§ Tugas: Sebutkan semua cara audit bisa dilakukan menurut bacaan tentang pengawasan pendidikan di bawah ini.
-------- Bacaan
Audit ini bisa dilakukan melalui survei kepuasan masyarakat, siswa, guru dan semua pemangku pendidikan, forum diskusi terbuka, atau pusat pengaduan (complaint center) terpusat.

Partisipasi Publik

Kehadiran pusat pengaduan yang mudah diakses menjadi elemen krusial. Ini bisa berupa platform daring atau nomor kontak yang dikelola oleh tim independen.

Warga, guru, atau komite sekolah dapat melaporkan temuan penyimpangan, kekurangan mutu, atau bahkan praktik pungli secara anonim. Laporan ini harus ditindaklanjuti dengan cepat dan transparan.

Selain itu, partisipasi masyarakat harus menjadi tulang punggung pengawasan. Orang tua siswa, komite sekolah, dan tokoh masyarakat tidak boleh hanya menjadi penonton.

Mereka harus diberi peran aktif dalam panitia pembangunan satuan pendidikan (P2SP), dilatih untuk memahami standar, dan diberi hak untuk mengawasi langsung.
----------------
-------- Data yang Diberikan
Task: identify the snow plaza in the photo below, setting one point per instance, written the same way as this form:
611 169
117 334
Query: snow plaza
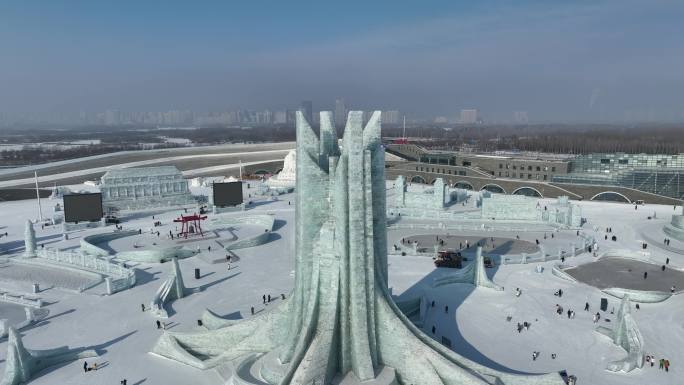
336 283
----------------
§ Jawaban Lengkap:
- Survei kepuasan masyarakat, siswa, guru dan semua pemangku pendidikan
- Forum diskusi terbuka
- Pusat pengaduan (complaint center) terpusat